* WORK INSTRUCTION *
Please copy the data exactly as it stands, minus the images.

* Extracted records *

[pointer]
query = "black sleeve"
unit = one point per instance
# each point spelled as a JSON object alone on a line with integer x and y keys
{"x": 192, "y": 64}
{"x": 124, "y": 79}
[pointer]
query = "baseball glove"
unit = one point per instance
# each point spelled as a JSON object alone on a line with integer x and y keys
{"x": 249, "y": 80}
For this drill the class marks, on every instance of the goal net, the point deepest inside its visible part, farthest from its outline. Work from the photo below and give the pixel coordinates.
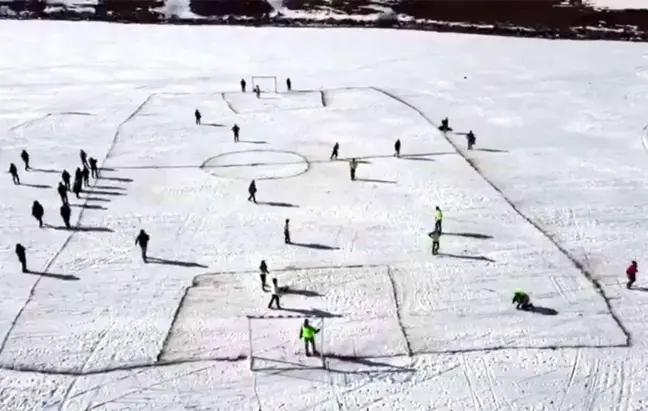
(274, 343)
(267, 84)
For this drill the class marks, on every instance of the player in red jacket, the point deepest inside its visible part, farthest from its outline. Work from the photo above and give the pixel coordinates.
(631, 272)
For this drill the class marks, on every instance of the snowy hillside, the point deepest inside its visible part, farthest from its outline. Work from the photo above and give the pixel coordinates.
(619, 4)
(554, 19)
(551, 200)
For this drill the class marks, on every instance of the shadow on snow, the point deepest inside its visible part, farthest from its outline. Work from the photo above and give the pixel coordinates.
(45, 170)
(312, 312)
(471, 235)
(372, 180)
(52, 275)
(253, 141)
(89, 206)
(277, 204)
(108, 188)
(303, 293)
(120, 179)
(155, 260)
(84, 229)
(315, 246)
(36, 185)
(543, 310)
(103, 200)
(103, 193)
(468, 257)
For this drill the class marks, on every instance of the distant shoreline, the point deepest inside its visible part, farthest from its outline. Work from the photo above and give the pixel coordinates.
(531, 19)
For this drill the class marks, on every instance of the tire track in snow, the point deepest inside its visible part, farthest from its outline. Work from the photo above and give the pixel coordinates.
(408, 344)
(570, 381)
(490, 376)
(228, 103)
(580, 266)
(67, 241)
(465, 368)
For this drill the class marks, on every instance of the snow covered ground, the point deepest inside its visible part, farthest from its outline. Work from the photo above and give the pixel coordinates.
(551, 201)
(619, 4)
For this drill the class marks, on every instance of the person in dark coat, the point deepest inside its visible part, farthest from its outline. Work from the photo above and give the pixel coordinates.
(86, 176)
(353, 165)
(22, 257)
(276, 293)
(522, 301)
(62, 193)
(335, 152)
(252, 192)
(84, 158)
(78, 174)
(263, 268)
(471, 139)
(631, 273)
(25, 158)
(38, 212)
(94, 170)
(66, 180)
(142, 240)
(287, 231)
(65, 215)
(13, 170)
(77, 187)
(445, 126)
(236, 129)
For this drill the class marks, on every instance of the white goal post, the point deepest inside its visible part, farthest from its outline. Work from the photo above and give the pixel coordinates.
(274, 339)
(265, 83)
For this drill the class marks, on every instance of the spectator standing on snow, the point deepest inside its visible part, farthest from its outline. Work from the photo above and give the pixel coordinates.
(77, 187)
(307, 333)
(94, 170)
(65, 215)
(631, 273)
(142, 240)
(263, 268)
(252, 192)
(436, 241)
(276, 293)
(438, 220)
(13, 170)
(86, 176)
(335, 152)
(66, 179)
(471, 139)
(22, 256)
(24, 155)
(522, 300)
(62, 193)
(84, 158)
(445, 127)
(353, 165)
(38, 212)
(287, 231)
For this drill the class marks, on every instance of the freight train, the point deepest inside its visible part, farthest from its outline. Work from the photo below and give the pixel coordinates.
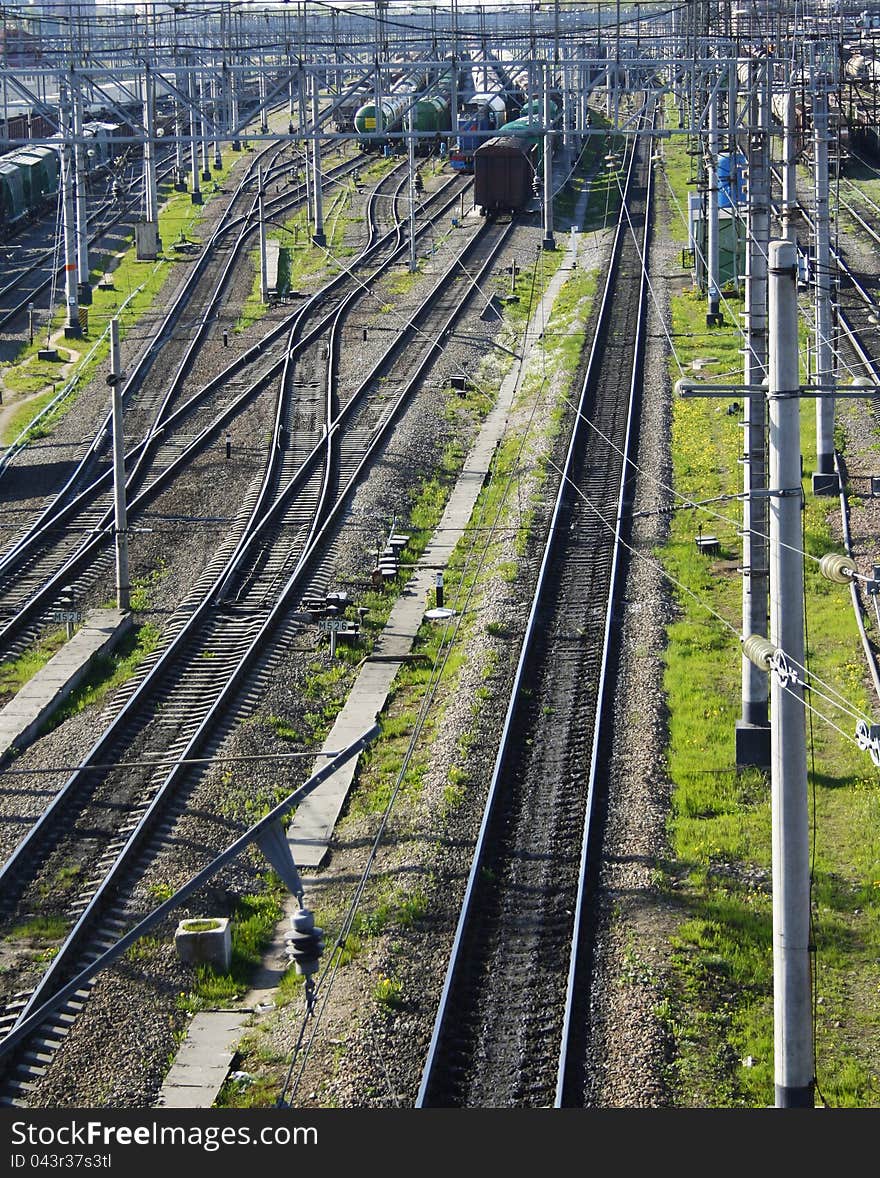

* TASK RESPONSE *
[pointer]
query = "black sleeve"
unit = one point per instance
# each point spelled as a JSON object alone on a line with integer x and y keys
{"x": 192, "y": 64}
{"x": 124, "y": 79}
[pointer]
query = "baseball glove"
unit = one point per instance
# each point spelled as a JSON object alone on a line with integer x and y keys
{"x": 249, "y": 80}
For this drill the class marks, on every instance of the goal net, the point deepest inside its visible part, farthest from its outline. Work from the photo below and give the pixel coordinates.
(274, 343)
(267, 84)
For this drill the class marks, on every instance of the player in red jacket, the point deepest inside its visible part, farthest from its outline. Work from the photo above and give the pixel coordinates.
(631, 272)
For this drill the class marks, on every instance of the snowy hillside, the point deepest inside its visible part, farthest from its outline. Work from the photo above and give the pixel coordinates.
(619, 4)
(554, 19)
(551, 200)
For this drill the class marks, on every instance of the shadow on snow, the point deepest inside its visible part, farthest from its outline. Work from the photo above and give the pixel coordinates.
(45, 170)
(312, 312)
(471, 235)
(372, 180)
(52, 275)
(253, 141)
(89, 206)
(277, 204)
(108, 188)
(303, 293)
(120, 179)
(155, 260)
(84, 229)
(315, 246)
(36, 185)
(543, 310)
(103, 200)
(103, 193)
(468, 257)
For this drill the class marks, on every instance of the distant shoreline, the point deepest inside its visible part, farthest from its outline. Work from the photo above and give the pixel coordinates.
(531, 19)
For this drill the class marks, on every instance of the tire track in snow, the point deepest inside its visible part, farthest from its outline. Work from the photo above and give the pixel coordinates.
(408, 344)
(570, 381)
(490, 376)
(228, 103)
(580, 266)
(67, 241)
(465, 368)
For this drill the class marks, on every instance of the snow covered ground, the point deepest inside its visible part, farthest from its outline. Work from the photo above and give the pixel coordinates.
(551, 201)
(619, 4)
For this drill the class marks, on every instance of the person in dark coat, the point deepest inside its visible part, farthest from its outline. Work from the photo above and give the pixel coordinates.
(86, 176)
(353, 165)
(22, 257)
(276, 293)
(522, 301)
(62, 193)
(335, 152)
(252, 192)
(84, 158)
(78, 174)
(263, 268)
(471, 139)
(631, 273)
(25, 158)
(38, 212)
(94, 170)
(66, 180)
(142, 240)
(287, 231)
(65, 215)
(13, 170)
(77, 187)
(445, 126)
(236, 129)
For this drill the class marks, on every instance of the white goal post, the point deepest inside its visible part, farthest from its outline. Work from the photo above and give the pixel coordinates.
(274, 339)
(265, 83)
For this drill the class marks, on every instance of the spectator standing on snow, the point deepest inside its visible part, farthest from its outline. Work from the photo above and give the pixel coordinates.
(77, 187)
(307, 333)
(94, 170)
(65, 215)
(631, 273)
(142, 240)
(263, 268)
(252, 192)
(436, 241)
(276, 293)
(438, 220)
(13, 170)
(86, 176)
(335, 152)
(66, 179)
(471, 139)
(22, 256)
(24, 155)
(522, 300)
(62, 193)
(84, 158)
(445, 127)
(353, 165)
(38, 212)
(287, 231)
For this drill the class marks, on every instance of the freight train, the point deepest inside its visible part, farthest from its outline. Work from the photo below and give the pixel coordinates.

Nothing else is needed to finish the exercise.